Provided data:

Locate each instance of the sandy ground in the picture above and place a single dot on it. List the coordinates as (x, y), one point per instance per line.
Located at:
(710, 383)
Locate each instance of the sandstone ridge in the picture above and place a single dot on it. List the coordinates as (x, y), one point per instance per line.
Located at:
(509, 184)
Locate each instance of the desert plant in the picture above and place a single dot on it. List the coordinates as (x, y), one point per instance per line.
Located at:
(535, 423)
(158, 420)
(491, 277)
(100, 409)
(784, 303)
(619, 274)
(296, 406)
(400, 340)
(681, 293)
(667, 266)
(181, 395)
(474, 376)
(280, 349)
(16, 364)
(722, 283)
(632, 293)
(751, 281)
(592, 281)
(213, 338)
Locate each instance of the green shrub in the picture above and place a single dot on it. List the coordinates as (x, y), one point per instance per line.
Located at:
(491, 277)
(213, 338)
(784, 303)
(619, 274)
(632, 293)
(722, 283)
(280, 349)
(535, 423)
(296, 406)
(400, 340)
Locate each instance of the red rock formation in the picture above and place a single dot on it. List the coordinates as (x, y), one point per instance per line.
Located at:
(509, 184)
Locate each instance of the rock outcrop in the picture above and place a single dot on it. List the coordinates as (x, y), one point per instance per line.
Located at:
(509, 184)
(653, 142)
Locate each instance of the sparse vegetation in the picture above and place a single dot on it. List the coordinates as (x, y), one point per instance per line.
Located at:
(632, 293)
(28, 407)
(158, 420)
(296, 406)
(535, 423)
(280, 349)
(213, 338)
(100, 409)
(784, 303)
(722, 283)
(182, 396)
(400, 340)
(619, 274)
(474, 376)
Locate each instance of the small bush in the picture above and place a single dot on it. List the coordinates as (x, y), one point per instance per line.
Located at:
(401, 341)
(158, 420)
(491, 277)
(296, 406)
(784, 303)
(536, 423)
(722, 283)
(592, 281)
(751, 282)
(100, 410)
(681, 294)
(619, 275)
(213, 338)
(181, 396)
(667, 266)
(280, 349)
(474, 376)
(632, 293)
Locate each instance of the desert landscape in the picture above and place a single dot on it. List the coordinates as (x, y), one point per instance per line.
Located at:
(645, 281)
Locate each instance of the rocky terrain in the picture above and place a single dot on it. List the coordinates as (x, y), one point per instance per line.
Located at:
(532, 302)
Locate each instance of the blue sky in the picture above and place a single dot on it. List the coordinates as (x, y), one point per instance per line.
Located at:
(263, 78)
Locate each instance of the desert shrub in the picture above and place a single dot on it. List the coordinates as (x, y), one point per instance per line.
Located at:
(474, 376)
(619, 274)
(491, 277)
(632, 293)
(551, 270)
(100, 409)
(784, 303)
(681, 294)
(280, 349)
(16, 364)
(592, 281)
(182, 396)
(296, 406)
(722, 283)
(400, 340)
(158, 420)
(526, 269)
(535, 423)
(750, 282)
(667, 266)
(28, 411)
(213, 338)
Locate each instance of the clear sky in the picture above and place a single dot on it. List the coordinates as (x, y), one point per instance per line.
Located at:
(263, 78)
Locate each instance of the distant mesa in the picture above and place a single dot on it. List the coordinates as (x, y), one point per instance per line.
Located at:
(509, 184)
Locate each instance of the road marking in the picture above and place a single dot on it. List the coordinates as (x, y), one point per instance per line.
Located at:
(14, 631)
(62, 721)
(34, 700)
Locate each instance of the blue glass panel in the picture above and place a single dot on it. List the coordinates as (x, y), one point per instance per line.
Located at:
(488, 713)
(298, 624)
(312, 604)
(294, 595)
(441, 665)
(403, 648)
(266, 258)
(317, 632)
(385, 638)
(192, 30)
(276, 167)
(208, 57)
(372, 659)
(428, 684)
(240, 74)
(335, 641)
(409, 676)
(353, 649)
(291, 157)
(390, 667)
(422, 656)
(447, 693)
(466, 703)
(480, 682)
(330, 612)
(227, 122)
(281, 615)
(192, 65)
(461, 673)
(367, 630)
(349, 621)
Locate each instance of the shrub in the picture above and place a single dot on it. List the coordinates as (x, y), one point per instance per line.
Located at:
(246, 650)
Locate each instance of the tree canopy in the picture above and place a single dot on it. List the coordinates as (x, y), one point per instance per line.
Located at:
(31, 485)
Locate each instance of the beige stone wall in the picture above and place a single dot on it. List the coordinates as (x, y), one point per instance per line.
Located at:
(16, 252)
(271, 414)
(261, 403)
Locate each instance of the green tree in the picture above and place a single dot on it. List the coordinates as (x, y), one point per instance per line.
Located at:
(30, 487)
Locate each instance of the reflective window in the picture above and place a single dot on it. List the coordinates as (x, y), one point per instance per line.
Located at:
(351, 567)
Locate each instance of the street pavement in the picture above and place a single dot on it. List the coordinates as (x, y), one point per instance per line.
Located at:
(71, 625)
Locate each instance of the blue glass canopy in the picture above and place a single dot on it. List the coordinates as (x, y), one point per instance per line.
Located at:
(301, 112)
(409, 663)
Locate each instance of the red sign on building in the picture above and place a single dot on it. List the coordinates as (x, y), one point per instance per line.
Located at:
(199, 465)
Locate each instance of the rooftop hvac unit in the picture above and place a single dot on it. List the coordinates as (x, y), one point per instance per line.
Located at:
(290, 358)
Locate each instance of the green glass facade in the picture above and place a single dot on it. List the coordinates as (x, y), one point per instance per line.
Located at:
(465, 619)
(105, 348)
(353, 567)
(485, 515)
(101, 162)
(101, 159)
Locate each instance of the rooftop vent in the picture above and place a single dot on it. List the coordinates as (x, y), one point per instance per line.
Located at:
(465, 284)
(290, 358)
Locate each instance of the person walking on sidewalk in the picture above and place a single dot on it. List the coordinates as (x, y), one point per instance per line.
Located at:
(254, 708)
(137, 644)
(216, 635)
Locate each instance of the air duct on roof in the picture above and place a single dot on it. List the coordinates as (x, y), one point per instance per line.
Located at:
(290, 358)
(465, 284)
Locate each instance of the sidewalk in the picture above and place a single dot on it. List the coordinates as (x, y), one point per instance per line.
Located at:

Objective: Recast every line of the rows above as a numbered list, leaving out blank lines.

Response to the task:
1. Locate each instance of the sandy ground in the picture above and place a single dot on it. List the coordinates as (x, y), one point per instance per line.
2. Located at:
3. (710, 383)
4. Locate each instance of the sandstone ridge in the picture above and place a single dot on it. List the coordinates as (x, y), one point per instance per line.
5. Located at:
6. (509, 184)
7. Locate each instance of the desert plant in the picture above and place a single dot on it. List the coordinates as (x, y), one point per instance per line.
8. Located at:
9. (535, 423)
10. (158, 420)
11. (491, 277)
12. (100, 409)
13. (784, 303)
14. (619, 274)
15. (296, 406)
16. (400, 340)
17. (681, 293)
18. (667, 266)
19. (181, 395)
20. (474, 376)
21. (280, 349)
22. (16, 364)
23. (722, 283)
24. (632, 293)
25. (751, 281)
26. (592, 281)
27. (213, 338)
28. Locate each instance of the green shrub in the picture above and place a single dot on it. List the coordinates as (x, y), one point per instance per line.
29. Located at:
30. (491, 277)
31. (213, 338)
32. (784, 303)
33. (619, 274)
34. (632, 293)
35. (722, 283)
36. (280, 349)
37. (535, 423)
38. (296, 406)
39. (400, 340)
40. Locate each instance of the red rock formation in the picture above and place a single dot on it. List the coordinates as (x, y), one point per instance per line.
41. Located at:
42. (509, 184)
43. Locate each instance of the rock outcrop in the picture above and place a single dot on it. List the coordinates as (x, y), one point per instance per line.
44. Located at:
45. (509, 184)
46. (653, 142)
47. Locate each instance of the sparse vegetation in the picture above and place a single dot on it. List the coordinates as (x, y), one point per instance per line.
48. Located at:
49. (632, 293)
50. (28, 407)
51. (158, 420)
52. (296, 406)
53. (535, 423)
54. (280, 349)
55. (213, 338)
56. (100, 409)
57. (784, 303)
58. (722, 283)
59. (182, 396)
60. (400, 340)
61. (619, 274)
62. (474, 376)
63. Locate each instance of the small bush in the picture above and place a single dot on it. List the coordinates as (x, y), one point per instance per line.
64. Located at:
65. (401, 341)
66. (158, 420)
67. (491, 277)
68. (296, 406)
69. (784, 303)
70. (536, 423)
71. (722, 283)
72. (592, 281)
73. (751, 282)
74. (100, 410)
75. (681, 294)
76. (619, 275)
77. (213, 338)
78. (181, 396)
79. (667, 266)
80. (280, 349)
81. (474, 376)
82. (632, 293)
83. Locate each instance of the desert landscape in the picture above and place a single dot on it. List the coordinates as (x, y), one point per instance per line.
84. Located at:
85. (645, 281)
86. Locate each instance of the rocky terrain in the picture above and place a single dot on it. List the coordinates as (x, y), one point per instance per line.
87. Located at:
88. (532, 302)
89. Locate each instance of the blue sky in the picture above and place a single dot on it. List the coordinates as (x, y), one point per instance per line.
90. Located at:
91. (263, 78)
92. Locate each instance of the desert shrub in the picture above and place a single dot on it. List the coordinates as (x, y), one point per instance per line.
93. Located at:
94. (474, 376)
95. (619, 274)
96. (491, 277)
97. (632, 293)
98. (551, 270)
99. (100, 409)
100. (784, 303)
101. (681, 294)
102. (280, 349)
103. (16, 364)
104. (592, 281)
105. (182, 396)
106. (296, 406)
107. (722, 283)
108. (400, 340)
109. (158, 420)
110. (526, 269)
111. (535, 423)
112. (750, 282)
113. (667, 266)
114. (28, 411)
115. (213, 338)
116. Locate each instance of the clear sky in the picture above and place a single dot on it. List the coordinates as (x, y), one point per instance per line.
117. Located at:
118. (263, 78)
119. Locate each instance of the distant mesa in the picture above and place a single dot on it. List the coordinates as (x, y), one point per instance per line.
120. Located at:
121. (509, 184)
122. Locate each instance of the road marking in the picture above and place a single dot on it. List the coordinates as (x, y), one point per instance per line.
123. Located at:
124. (14, 631)
125. (62, 721)
126. (34, 700)
127. Locate each instance of the blue glass panel in the picture above and place a single dot on it. List the coordinates as (x, y), one point per instance per line.
128. Located at:
129. (488, 713)
130. (298, 624)
131. (312, 604)
132. (294, 595)
133. (441, 665)
134. (403, 648)
135. (266, 258)
136. (317, 632)
137. (385, 638)
138. (192, 30)
139. (276, 167)
140. (208, 57)
141. (372, 659)
142. (428, 684)
143. (240, 74)
144. (335, 641)
145. (409, 676)
146. (353, 649)
147. (291, 157)
148. (390, 667)
149. (422, 656)
150. (447, 693)
151. (466, 703)
152. (480, 682)
153. (330, 612)
154. (227, 122)
155. (281, 615)
156. (192, 65)
157. (461, 673)
158. (367, 630)
159. (349, 621)
160. Locate each instance of the shrub in the picture above and place a single dot on it. List the coordinates as (x, y), one point per instance per line.
161. Located at:
162. (246, 650)
163. Locate each instance of the tree canopy in the picture above and place a single dot on it. List the coordinates as (x, y), one point per instance per line.
164. Located at:
165. (31, 485)
166. Locate each instance of the beige stone wall in the picture above and place a single dot on it. List the coordinates as (x, y), one point per instance per line.
167. Located at:
168. (16, 252)
169. (271, 414)
170. (261, 403)
171. Locate each instance of the green tree in the picture above and place a single dot on it. List the coordinates as (x, y), one point per instance per line.
172. Located at:
173. (30, 487)
174. Locate each instance of the reflective window in the picture above and place a single dot on it. List the coordinates as (x, y), one point per instance per line.
175. Located at:
176. (351, 567)
177. Locate each instance of the street pavement in the picture above and place a single dot on it. List the coordinates as (x, y), one point per instance per line.
178. Located at:
179. (71, 625)
180. Locate each instance of the blue glass canopy in the picture above and place a single dot on it. List the coordinates as (x, y), one point per instance per line.
181. Located at:
182. (301, 112)
183. (409, 663)
184. Locate each instance of the red sign on building in the picture above and place a single dot on it. List the coordinates as (x, y), one point per instance per line.
185. Located at:
186. (199, 465)
187. Locate each instance of the rooftop hvac unit in the picture above and place a single dot on it. List the coordinates as (x, y), one point per instance per line.
188. Located at:
189. (290, 358)
190. Locate each instance of the green glass facade in the picture above and place a single dot on it. List the coordinates as (x, y), one point per instance per line.
191. Located at:
192. (465, 619)
193. (105, 348)
194. (353, 567)
195. (485, 515)
196. (101, 162)
197. (101, 159)
198. Locate each instance of the rooftop vent in the picture above and place a single dot on it. List the coordinates as (x, y), one point per instance per line.
199. Located at:
200. (465, 284)
201. (290, 358)
202. Locate each instance of the person walking on sidewalk in the picture above and place a single dot on it. List the coordinates as (x, y), one point per instance per line.
203. Located at:
204. (254, 708)
205. (137, 644)
206. (216, 635)
207. Locate each instance of the air duct on roof in the picture above and place a single dot on it. List the coordinates as (x, y), one point per instance per line.
208. Located at:
209. (290, 358)
210. (465, 284)
211. Locate each instance of the sidewalk in the picture above and place a single dot on it. List the coordinates as (x, y), one point per instance per line.
212. Located at:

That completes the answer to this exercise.